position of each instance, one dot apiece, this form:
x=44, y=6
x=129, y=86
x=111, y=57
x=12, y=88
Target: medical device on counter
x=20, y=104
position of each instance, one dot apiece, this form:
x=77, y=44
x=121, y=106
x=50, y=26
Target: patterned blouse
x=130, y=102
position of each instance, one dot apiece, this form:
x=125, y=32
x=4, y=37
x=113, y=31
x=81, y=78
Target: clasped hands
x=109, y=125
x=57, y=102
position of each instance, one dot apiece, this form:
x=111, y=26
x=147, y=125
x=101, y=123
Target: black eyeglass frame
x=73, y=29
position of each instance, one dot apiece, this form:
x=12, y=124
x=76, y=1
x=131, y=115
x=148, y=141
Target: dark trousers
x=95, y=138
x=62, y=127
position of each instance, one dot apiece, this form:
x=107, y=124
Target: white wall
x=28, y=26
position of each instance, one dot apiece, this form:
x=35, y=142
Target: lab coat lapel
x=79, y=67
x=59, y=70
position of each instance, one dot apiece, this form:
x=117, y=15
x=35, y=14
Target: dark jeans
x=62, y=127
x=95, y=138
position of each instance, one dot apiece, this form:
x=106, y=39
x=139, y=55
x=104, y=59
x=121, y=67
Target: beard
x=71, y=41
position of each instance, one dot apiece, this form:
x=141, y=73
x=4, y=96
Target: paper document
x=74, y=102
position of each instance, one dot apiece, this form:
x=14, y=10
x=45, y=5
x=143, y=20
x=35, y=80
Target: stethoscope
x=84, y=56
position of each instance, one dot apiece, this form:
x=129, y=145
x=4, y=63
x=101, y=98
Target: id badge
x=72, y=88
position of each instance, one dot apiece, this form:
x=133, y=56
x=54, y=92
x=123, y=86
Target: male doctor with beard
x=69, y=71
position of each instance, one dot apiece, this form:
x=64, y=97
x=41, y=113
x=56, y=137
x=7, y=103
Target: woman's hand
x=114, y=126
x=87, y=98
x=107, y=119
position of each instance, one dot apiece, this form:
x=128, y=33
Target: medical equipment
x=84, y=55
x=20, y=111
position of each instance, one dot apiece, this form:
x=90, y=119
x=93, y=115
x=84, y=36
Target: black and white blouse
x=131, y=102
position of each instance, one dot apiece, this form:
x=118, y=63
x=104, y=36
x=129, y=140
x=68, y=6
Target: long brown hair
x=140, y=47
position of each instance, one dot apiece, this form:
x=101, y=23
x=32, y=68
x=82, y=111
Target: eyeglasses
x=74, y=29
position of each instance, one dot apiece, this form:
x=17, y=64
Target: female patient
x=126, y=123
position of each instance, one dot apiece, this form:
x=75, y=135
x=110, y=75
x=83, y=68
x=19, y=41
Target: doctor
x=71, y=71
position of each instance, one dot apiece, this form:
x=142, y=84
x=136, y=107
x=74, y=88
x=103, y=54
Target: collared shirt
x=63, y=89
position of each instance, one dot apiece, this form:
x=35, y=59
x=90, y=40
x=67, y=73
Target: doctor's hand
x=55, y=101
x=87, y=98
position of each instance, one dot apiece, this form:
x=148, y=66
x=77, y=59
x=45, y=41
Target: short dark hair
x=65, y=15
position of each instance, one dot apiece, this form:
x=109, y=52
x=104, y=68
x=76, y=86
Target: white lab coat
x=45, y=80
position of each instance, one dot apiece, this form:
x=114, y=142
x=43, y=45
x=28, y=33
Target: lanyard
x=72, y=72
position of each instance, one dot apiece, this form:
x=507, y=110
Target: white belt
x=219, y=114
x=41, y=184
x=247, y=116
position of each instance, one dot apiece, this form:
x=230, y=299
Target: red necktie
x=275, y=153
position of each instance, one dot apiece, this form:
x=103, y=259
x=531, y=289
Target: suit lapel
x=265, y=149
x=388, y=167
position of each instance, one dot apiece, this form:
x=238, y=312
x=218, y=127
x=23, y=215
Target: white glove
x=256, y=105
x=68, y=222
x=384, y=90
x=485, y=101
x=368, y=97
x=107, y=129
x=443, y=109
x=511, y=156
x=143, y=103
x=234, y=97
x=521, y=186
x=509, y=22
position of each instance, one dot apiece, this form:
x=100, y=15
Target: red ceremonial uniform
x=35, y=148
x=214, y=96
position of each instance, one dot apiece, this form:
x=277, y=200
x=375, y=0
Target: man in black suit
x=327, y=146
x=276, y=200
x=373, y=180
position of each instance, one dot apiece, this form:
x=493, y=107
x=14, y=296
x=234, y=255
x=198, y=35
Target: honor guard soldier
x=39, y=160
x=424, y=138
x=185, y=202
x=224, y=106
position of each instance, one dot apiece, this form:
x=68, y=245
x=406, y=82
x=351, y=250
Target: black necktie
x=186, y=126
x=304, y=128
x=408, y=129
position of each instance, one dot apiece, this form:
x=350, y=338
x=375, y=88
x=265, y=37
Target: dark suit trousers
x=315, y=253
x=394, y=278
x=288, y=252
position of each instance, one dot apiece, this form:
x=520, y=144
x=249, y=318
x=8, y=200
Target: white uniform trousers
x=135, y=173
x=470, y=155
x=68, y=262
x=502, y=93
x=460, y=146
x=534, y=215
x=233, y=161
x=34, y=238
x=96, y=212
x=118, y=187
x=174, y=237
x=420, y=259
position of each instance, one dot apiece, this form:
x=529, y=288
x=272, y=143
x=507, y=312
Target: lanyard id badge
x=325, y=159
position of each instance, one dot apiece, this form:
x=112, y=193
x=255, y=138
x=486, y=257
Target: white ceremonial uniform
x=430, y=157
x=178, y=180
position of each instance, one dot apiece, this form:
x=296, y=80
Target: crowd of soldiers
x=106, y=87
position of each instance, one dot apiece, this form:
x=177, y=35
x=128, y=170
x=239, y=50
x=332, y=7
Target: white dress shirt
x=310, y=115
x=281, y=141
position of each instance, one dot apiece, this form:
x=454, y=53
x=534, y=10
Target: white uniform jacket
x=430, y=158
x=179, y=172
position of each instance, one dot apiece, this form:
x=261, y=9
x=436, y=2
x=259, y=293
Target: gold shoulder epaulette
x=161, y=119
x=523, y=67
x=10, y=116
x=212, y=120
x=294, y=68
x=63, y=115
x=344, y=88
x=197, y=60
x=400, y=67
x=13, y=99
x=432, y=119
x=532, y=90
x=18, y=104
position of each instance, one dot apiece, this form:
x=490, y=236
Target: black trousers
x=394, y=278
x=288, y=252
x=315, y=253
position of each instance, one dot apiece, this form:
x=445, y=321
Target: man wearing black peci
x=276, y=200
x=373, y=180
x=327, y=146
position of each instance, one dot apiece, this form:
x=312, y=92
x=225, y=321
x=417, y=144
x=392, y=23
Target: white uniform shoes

--------------------------------

**What to do**
Copy task. Give back the whole listing exactly as written.

**Result below**
position of each instance, one dot apiece, this form:
x=44, y=6
x=129, y=86
x=111, y=57
x=12, y=88
Target: medical device on counter
x=20, y=104
position of each instance, one dot apiece, this form:
x=77, y=44
x=121, y=106
x=50, y=26
Target: patterned blouse
x=130, y=102
position of each instance, one dot apiece, this form:
x=125, y=32
x=4, y=37
x=113, y=31
x=81, y=78
Target: clasped hands
x=109, y=125
x=57, y=102
position of each instance, one dot apiece, this form:
x=111, y=26
x=147, y=125
x=101, y=123
Target: black eyeglass frame
x=73, y=29
position of each instance, one dot apiece, this form:
x=12, y=124
x=76, y=1
x=131, y=115
x=148, y=141
Target: dark trousers
x=95, y=138
x=62, y=127
position of each instance, one dot apiece, this form:
x=107, y=124
Target: white wall
x=28, y=26
position of each instance, one dot apiece, this form:
x=35, y=142
Target: lab coat lapel
x=79, y=67
x=59, y=70
position of each instance, one dot apiece, this form:
x=117, y=15
x=35, y=14
Target: dark jeans
x=62, y=127
x=95, y=138
position of each instance, one dot apiece, this form:
x=106, y=39
x=139, y=55
x=104, y=59
x=121, y=67
Target: beard
x=71, y=41
position of each instance, one dot apiece, this form:
x=141, y=73
x=4, y=96
Target: paper document
x=74, y=102
position of each instance, one dot apiece, this form:
x=14, y=10
x=45, y=5
x=143, y=20
x=35, y=80
Target: stethoscope
x=84, y=56
position of each instance, one dot apiece, this form:
x=129, y=145
x=4, y=63
x=101, y=98
Target: id badge
x=72, y=88
position of each instance, one dot apiece, this form:
x=133, y=56
x=54, y=92
x=123, y=86
Target: male doctor with beard
x=69, y=71
position of each instance, one dot apiece, this form:
x=64, y=97
x=41, y=113
x=56, y=137
x=7, y=103
Target: woman's hand
x=114, y=126
x=87, y=98
x=107, y=119
position of each instance, one dot apiece, this form:
x=128, y=33
Target: medical equipment
x=84, y=55
x=20, y=111
position of each instance, one dot apiece, this form:
x=90, y=119
x=93, y=115
x=84, y=36
Target: black and white blouse
x=131, y=102
position of each instance, one dot apiece, this form:
x=118, y=63
x=104, y=36
x=129, y=140
x=68, y=6
Target: long brown hair
x=140, y=47
position of each instance, one dot apiece, this form:
x=101, y=23
x=32, y=68
x=82, y=111
Target: eyeglasses
x=74, y=29
position of each instance, one dot apiece, this form:
x=17, y=64
Target: female patient
x=126, y=123
position of each instance, one dot apiece, this form:
x=75, y=135
x=110, y=75
x=83, y=68
x=19, y=41
Target: doctor
x=71, y=71
position of each instance, one dot apiece, this form:
x=142, y=84
x=136, y=107
x=74, y=88
x=103, y=54
Target: collared shirt
x=63, y=89
position of each instance, one dot apiece, this form:
x=35, y=59
x=90, y=40
x=67, y=73
Target: doctor's hand
x=55, y=101
x=87, y=98
position of each instance, one dot apiece, this form:
x=148, y=66
x=77, y=59
x=45, y=41
Target: short dark hair
x=65, y=15
position of each instance, one dot apiece, this form:
x=109, y=52
x=104, y=68
x=76, y=86
Target: white lab coat
x=45, y=80
position of each instance, one dot apiece, this form:
x=114, y=142
x=43, y=45
x=28, y=33
Target: lanyard
x=72, y=72
position of each instance, one dot apiece, this form:
x=507, y=110
Target: white belt
x=219, y=114
x=41, y=184
x=247, y=116
position of each instance, one dot apiece, this form:
x=230, y=299
Target: red necktie
x=275, y=153
position of each instance, one dot apiece, this form:
x=103, y=259
x=531, y=289
Target: suit lapel
x=265, y=149
x=388, y=167
position of each instance, one dot apiece, this form:
x=238, y=312
x=218, y=127
x=23, y=215
Target: white glove
x=256, y=105
x=68, y=222
x=384, y=90
x=485, y=101
x=368, y=97
x=107, y=129
x=443, y=109
x=511, y=156
x=143, y=103
x=234, y=97
x=521, y=186
x=509, y=22
position of each instance, one dot apiece, this form:
x=100, y=15
Target: red ceremonial uniform
x=35, y=148
x=214, y=96
position of each instance, one dot apiece, this form:
x=277, y=200
x=375, y=0
Target: man in black suit
x=327, y=146
x=276, y=200
x=373, y=180
position of each instance, one dot apiece, this form:
x=493, y=107
x=14, y=296
x=234, y=255
x=198, y=35
Target: honor guard soldier
x=39, y=160
x=424, y=138
x=185, y=202
x=224, y=106
position of each instance, one dot apiece, this form:
x=68, y=245
x=406, y=82
x=351, y=250
Target: black necktie
x=186, y=126
x=304, y=128
x=408, y=129
position of each instance, one dot apiece, this form:
x=350, y=338
x=375, y=88
x=265, y=37
Target: dark suit trousers
x=315, y=253
x=394, y=278
x=288, y=252
position of each instance, one dot apiece, this form:
x=520, y=144
x=249, y=318
x=8, y=200
Target: white uniform trousers
x=135, y=173
x=470, y=155
x=68, y=262
x=502, y=93
x=460, y=146
x=534, y=215
x=233, y=161
x=34, y=238
x=96, y=212
x=118, y=187
x=174, y=237
x=420, y=259
position of each instance, one dot apiece, this form:
x=529, y=288
x=272, y=143
x=507, y=312
Target: lanyard id badge
x=325, y=159
position of each instance, one dot apiece, this form:
x=112, y=193
x=255, y=138
x=486, y=257
Target: white ceremonial uniform
x=430, y=157
x=178, y=180
position of each instance, one dot apiece, this form:
x=296, y=80
Target: crowd of soldiers
x=106, y=87
position of each instance, one dot apiece, this form:
x=177, y=35
x=128, y=170
x=239, y=50
x=332, y=7
Target: white dress shirt
x=310, y=115
x=281, y=141
position of each instance, one dot apiece, this form:
x=454, y=53
x=534, y=10
Target: white uniform jacket
x=430, y=158
x=179, y=172
position of each instance, one dot apiece, this form:
x=261, y=9
x=436, y=2
x=259, y=293
Target: gold shoulder epaulette
x=161, y=119
x=523, y=67
x=10, y=116
x=212, y=120
x=294, y=68
x=63, y=115
x=344, y=88
x=197, y=60
x=400, y=67
x=13, y=99
x=432, y=119
x=532, y=90
x=18, y=104
position of each instance, one dot apiece, this form:
x=490, y=236
Target: black trousers
x=394, y=278
x=288, y=252
x=315, y=253
position of each instance, one dot apiece, this form:
x=445, y=321
Target: man wearing black peci
x=276, y=200
x=373, y=180
x=327, y=146
position of each instance, one dot apiece, this form:
x=312, y=92
x=225, y=321
x=417, y=144
x=392, y=23
Target: white uniform shoes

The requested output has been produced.